Work required: Begin at the line containing "For the scouting tally, point out every instance of the glass" and copy exactly through the last line of the listing, skipping every picture.

Entries supplied:
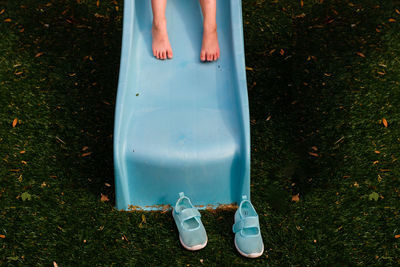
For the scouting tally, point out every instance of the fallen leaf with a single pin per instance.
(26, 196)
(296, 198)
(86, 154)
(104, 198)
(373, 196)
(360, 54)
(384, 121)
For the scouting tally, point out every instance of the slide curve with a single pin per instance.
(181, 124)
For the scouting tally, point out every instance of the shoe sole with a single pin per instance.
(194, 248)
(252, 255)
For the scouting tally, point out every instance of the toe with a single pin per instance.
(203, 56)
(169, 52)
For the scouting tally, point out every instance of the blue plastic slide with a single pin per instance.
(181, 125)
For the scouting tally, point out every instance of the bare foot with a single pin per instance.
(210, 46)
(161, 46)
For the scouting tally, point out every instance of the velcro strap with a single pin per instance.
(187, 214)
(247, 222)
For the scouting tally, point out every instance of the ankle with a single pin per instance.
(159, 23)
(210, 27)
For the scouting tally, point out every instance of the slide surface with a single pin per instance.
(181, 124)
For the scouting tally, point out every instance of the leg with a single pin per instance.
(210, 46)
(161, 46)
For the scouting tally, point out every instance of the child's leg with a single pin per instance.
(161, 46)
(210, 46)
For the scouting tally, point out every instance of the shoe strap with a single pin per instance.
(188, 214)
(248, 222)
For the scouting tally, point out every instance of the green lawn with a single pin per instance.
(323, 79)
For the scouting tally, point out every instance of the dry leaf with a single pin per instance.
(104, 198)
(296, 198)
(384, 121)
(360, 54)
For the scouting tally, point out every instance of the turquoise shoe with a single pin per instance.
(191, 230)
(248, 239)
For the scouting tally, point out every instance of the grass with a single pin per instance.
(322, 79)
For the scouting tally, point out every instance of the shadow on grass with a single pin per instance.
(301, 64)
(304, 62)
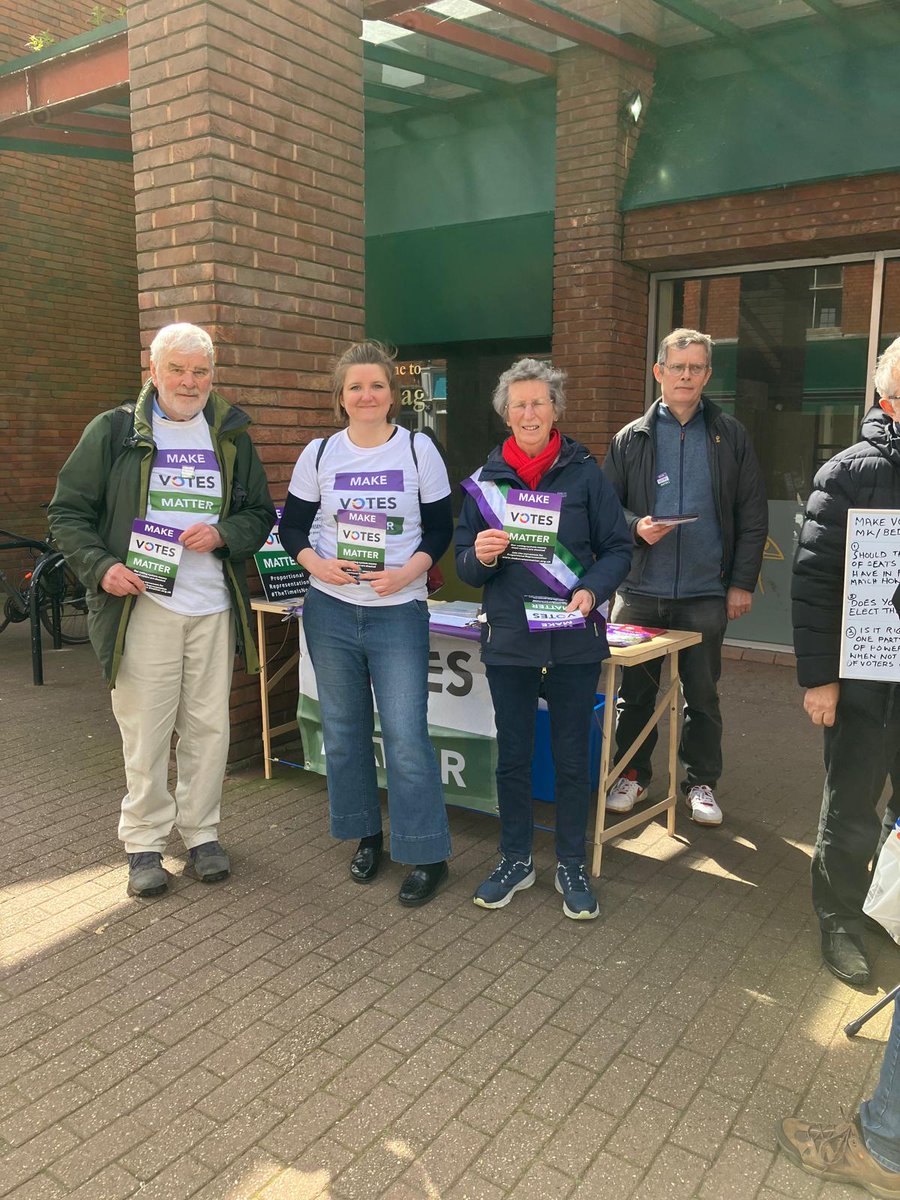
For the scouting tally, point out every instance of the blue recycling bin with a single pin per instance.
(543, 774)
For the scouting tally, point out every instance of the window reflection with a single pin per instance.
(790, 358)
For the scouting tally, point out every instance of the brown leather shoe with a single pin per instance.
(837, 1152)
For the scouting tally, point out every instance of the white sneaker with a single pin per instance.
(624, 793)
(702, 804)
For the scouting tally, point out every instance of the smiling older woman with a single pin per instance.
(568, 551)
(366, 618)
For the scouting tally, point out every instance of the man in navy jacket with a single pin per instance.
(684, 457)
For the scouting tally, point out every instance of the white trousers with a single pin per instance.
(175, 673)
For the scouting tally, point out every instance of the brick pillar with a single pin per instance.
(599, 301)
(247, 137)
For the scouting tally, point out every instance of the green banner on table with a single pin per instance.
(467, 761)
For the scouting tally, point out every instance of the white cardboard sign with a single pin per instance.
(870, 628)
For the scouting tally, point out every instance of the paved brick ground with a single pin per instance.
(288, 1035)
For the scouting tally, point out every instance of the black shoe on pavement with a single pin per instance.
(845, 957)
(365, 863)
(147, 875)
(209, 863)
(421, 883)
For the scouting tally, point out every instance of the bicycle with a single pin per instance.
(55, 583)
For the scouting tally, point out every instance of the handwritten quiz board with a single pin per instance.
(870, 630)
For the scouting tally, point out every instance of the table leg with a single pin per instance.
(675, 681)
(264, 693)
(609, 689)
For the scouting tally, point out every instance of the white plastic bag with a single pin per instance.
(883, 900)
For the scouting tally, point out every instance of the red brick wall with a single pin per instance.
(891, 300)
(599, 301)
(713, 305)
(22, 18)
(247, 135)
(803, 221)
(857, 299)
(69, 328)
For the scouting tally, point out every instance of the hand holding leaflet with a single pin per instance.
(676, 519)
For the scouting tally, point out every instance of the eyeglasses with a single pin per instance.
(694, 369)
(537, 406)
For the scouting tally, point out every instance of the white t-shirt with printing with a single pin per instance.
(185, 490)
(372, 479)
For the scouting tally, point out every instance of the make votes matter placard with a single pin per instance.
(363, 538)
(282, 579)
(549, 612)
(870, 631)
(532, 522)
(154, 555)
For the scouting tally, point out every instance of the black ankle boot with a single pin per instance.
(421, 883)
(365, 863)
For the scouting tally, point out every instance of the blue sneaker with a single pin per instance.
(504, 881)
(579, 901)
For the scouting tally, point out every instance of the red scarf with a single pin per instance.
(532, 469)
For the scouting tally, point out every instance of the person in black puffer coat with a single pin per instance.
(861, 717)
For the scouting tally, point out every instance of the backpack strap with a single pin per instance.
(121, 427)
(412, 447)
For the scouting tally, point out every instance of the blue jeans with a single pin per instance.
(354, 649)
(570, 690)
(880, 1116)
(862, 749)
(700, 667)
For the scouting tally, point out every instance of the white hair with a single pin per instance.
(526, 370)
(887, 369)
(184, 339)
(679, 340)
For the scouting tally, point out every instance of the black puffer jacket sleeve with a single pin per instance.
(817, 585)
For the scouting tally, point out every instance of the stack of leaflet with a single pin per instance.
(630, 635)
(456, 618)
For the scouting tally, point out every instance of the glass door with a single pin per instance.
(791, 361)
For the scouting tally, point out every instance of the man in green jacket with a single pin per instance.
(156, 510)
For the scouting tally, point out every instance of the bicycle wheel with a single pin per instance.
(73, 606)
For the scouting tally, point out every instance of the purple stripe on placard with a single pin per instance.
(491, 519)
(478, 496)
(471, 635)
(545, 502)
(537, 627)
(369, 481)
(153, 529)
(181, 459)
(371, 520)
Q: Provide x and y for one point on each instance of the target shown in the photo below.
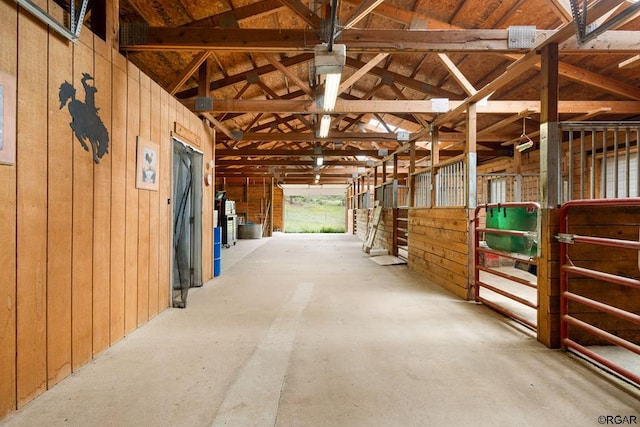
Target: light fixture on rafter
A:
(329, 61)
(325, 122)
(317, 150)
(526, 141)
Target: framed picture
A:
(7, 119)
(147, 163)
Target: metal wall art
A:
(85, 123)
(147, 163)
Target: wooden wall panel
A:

Final result:
For the scouting tally, point out every instance of the glass door with a single pin per instance.
(791, 361)
For the scouting tally, point out every instance of the man in green jacket with a single pin per instance.
(156, 510)
For the scouting tally, point out every instance of the bicycle wheel with a single pin per instance.
(73, 606)
For the scouting tally, point out every instance of the purple stripe on placard with a single pin per instance.
(491, 519)
(478, 496)
(471, 635)
(545, 502)
(537, 627)
(369, 481)
(153, 529)
(181, 459)
(371, 520)
Q: Provide x and y for one point on each instance of the target shown in the photo below.
Target: light fixture on rafter
A:
(329, 61)
(325, 122)
(317, 150)
(526, 141)
Target: framed picture
A:
(7, 119)
(147, 163)
Target: metal wall art
A:
(85, 123)
(147, 163)
Target: wooden wall panel
A:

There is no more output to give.